+++ ENTRIES PROVIDED +++
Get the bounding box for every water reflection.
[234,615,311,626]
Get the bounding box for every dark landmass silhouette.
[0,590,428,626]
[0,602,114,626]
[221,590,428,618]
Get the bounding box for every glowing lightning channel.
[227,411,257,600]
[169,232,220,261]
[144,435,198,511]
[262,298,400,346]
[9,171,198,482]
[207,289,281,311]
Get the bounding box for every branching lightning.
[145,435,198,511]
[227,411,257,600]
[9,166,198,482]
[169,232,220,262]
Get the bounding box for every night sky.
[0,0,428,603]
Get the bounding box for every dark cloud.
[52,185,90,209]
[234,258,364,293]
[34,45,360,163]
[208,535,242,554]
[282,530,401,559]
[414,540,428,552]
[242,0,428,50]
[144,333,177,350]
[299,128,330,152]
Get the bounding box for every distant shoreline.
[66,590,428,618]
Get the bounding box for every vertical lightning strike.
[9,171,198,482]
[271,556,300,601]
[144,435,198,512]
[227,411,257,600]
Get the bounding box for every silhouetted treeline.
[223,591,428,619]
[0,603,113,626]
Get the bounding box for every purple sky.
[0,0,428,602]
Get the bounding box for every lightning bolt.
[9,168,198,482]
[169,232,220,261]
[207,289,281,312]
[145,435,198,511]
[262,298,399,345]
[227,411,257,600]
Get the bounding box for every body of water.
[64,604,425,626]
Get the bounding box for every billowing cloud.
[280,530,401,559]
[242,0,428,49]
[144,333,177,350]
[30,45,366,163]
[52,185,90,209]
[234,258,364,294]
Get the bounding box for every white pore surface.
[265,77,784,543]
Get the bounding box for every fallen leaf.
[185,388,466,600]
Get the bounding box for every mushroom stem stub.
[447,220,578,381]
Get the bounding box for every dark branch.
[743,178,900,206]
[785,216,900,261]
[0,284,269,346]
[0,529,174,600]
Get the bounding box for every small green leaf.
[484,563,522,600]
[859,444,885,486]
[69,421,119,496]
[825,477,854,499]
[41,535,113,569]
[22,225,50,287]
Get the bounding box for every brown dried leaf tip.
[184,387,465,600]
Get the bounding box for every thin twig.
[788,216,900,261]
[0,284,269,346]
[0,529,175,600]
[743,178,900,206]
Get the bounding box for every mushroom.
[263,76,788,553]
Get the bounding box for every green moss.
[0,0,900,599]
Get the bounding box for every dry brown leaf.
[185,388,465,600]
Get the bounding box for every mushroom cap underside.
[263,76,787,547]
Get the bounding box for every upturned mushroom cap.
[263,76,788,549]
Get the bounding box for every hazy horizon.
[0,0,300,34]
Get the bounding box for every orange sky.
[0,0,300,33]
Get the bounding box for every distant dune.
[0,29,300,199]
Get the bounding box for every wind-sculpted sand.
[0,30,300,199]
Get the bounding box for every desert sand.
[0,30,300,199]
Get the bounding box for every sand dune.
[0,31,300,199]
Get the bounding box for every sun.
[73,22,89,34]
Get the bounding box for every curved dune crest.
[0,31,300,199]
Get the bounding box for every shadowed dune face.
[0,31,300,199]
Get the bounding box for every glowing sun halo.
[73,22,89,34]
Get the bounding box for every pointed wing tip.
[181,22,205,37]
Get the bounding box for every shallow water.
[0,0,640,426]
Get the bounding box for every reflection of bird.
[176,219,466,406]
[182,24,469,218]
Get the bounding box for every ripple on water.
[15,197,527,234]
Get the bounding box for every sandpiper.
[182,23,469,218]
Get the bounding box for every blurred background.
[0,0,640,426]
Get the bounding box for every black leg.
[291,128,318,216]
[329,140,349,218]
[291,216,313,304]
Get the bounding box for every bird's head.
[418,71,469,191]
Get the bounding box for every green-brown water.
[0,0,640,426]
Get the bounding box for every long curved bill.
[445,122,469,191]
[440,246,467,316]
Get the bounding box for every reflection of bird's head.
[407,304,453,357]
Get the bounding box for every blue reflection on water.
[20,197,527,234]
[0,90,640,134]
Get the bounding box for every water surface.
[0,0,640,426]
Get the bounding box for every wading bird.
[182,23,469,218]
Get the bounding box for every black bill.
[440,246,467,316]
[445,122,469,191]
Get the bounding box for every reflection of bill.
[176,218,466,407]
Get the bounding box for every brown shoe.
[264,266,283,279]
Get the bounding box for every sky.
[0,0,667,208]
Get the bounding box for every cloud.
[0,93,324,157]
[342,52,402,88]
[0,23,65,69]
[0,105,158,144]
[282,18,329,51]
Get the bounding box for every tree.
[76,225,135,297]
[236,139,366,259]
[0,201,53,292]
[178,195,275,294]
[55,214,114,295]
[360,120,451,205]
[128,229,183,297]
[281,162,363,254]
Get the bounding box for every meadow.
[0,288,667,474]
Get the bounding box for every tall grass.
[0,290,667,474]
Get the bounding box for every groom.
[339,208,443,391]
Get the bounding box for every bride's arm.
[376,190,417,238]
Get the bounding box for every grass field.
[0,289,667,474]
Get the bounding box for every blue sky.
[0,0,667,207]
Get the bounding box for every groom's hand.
+++
§ EXERCISE: Present every line of the material above as a numbered list, leaving out any blank lines.

§ THE COMPLETED TASK:
1. Get the bounding box for every water reflection.
2. [234,615,311,626]
3. Get the bounding box for every dark landmass silhouette.
4. [0,590,428,626]
5. [0,602,114,626]
6. [221,590,428,618]
7. Get the bounding box for every glowing lightning channel.
8. [227,411,257,600]
9. [169,232,220,261]
10. [144,435,198,511]
11. [262,298,400,346]
12. [9,171,198,482]
13. [207,289,281,311]
14. Get the bounding box for every branching lightning.
15. [145,435,198,511]
16. [227,411,257,600]
17. [9,166,198,482]
18. [169,232,220,262]
19. Get the bounding box for every night sky.
20. [0,0,428,603]
21. Get the bounding box for every dark cloud.
22. [52,185,90,209]
23. [234,258,364,293]
24. [34,45,360,163]
25. [208,535,242,554]
26. [282,530,401,559]
27. [414,540,428,552]
28. [242,0,428,50]
29. [144,333,177,350]
30. [299,128,330,152]
31. Get the bounding box for every distant shoreline.
32. [66,590,428,618]
33. Get the bounding box for every vertical lightning strike.
34. [9,171,198,482]
35. [271,556,300,601]
36. [144,435,198,512]
37. [227,411,257,600]
38. Get the bounding box for every silhouetted treeline.
39. [223,591,428,619]
40. [0,603,113,626]
41. Get the bounding box for every purple sky.
42. [0,0,428,602]
43. Get the bounding box for every lightning bolt.
44. [9,168,198,482]
45. [169,232,220,261]
46. [207,289,281,312]
47. [145,435,198,511]
48. [262,298,399,345]
49. [227,411,257,600]
50. Get the bounding box for every body of water.
51. [64,604,425,626]
52. Get the bounding box for every billowing cloud.
53. [280,530,401,559]
54. [242,0,428,49]
55. [144,333,177,350]
56. [30,45,366,163]
57. [52,185,90,209]
58. [234,258,364,294]
59. Get the bounding box for every white pore surface.
60. [265,77,784,543]
61. Get the bounding box for every fallen leaf.
62. [185,388,466,600]
63. Get the bounding box for every mushroom stem stub.
64. [447,220,578,381]
65. Get the bounding box for every dark branch.
66. [743,178,900,206]
67. [785,216,900,261]
68. [0,284,269,346]
69. [0,529,174,600]
70. Get the bounding box for every small green leaf.
71. [484,563,522,600]
72. [859,444,885,486]
73. [69,421,119,496]
74. [825,477,854,499]
75. [41,535,113,569]
76. [22,225,50,287]
77. Get the bounding box for every brown dried leaf tip.
78. [184,387,465,600]
79. Get the bounding box for every thin twig.
80. [788,216,900,261]
81. [0,284,269,346]
82. [0,529,175,600]
83. [743,178,900,206]
84. Get the bounding box for every mushroom.
85. [263,76,788,553]
86. Get the bounding box for every green moss.
87. [0,0,900,599]
88. Get the bounding box for every dry brown leaf.
89. [185,388,465,600]
90. Get the bounding box for every mushroom cap underside.
91. [263,76,787,547]
92. Get the bounding box for every upturned mushroom cap.
93. [263,76,788,549]
94. Get the bounding box for every hazy horizon.
95. [0,0,300,34]
96. Get the bounding box for every orange sky.
97. [0,0,300,33]
98. Get the bounding box for every distant dune.
99. [0,29,300,199]
100. Get the bounding box for every wind-sculpted sand.
101. [0,30,300,199]
102. Get the bounding box for every desert sand.
103. [0,30,300,199]
104. Get the bounding box for every sand dune.
105. [0,31,300,199]
106. Get the bounding box for every sun.
107. [73,22,89,34]
108. Get the bounding box for every curved dune crest.
109. [0,31,300,199]
110. Get the bounding box for every shadowed dune face.
111. [0,31,300,199]
112. Get the bounding box for every glowing sun halo.
113. [73,22,89,34]
114. Get the bounding box for every pointed wing tip.
115. [181,22,205,37]
116. Get the bounding box for every shallow water.
117. [0,0,640,426]
118. Get the bounding box for every reflection of bird.
119. [176,219,466,406]
120. [182,24,469,218]
121. Get the bounding box for every ripple on water.
122. [15,197,527,234]
123. Get the bounding box for every sandpiper.
124. [182,23,469,218]
125. Get the bounding box for every blurred background.
126. [0,0,640,426]
127. Get the bounding box for every black leg.
128. [291,128,318,216]
129. [329,140,349,218]
130. [291,216,313,304]
131. Get the bounding box for every bird's head.
132. [418,71,469,191]
133. Get the bounding box for every green-brown water.
134. [0,0,640,426]
135. Get the bounding box for every long curved bill.
136. [445,122,469,191]
137. [440,246,467,316]
138. Get the bounding box for every reflection of bird's head.
139. [407,304,453,357]
140. Get the bounding box for every blue reflection on water.
141. [20,197,527,234]
142. [0,90,640,134]
143. Get the bounding box for every water surface.
144. [0,0,640,426]
145. Get the bounding box for every wading bird.
146. [182,23,469,218]
147. Get the bounding box for every black bill.
148. [440,246,467,316]
149. [445,122,469,191]
150. Get the bounding box for every reflection of bill.
151. [176,218,466,407]
152. Get the bounding box for every brown shoe.
153. [264,266,283,279]
154. Get the bounding box for every sky.
155. [0,0,667,208]
156. Get the bounding box for every cloud.
157. [0,93,324,157]
158. [342,52,402,88]
159. [0,23,65,69]
160. [0,105,158,144]
161. [282,18,329,51]
162. Get the bounding box for every tree.
163. [76,225,135,297]
164. [236,139,366,259]
165. [0,201,53,292]
166. [178,195,275,294]
167. [55,214,114,295]
168. [360,120,451,205]
169. [128,229,183,297]
170. [281,162,363,254]
171. Get the bounding box for every meadow.
172. [0,288,667,474]
173. Get the bounding box for every tall grass.
174. [0,290,667,474]
175. Get the bounding box for every groom.
176. [339,208,443,391]
177. Get the bounding box for every bride's arm.
178. [376,190,417,238]
179. Get the bounding box for every grass field.
180. [0,289,667,474]
181. Get the bounding box for every blue sky.
182. [0,0,667,207]
183. Get the bounding box for every groom's hand.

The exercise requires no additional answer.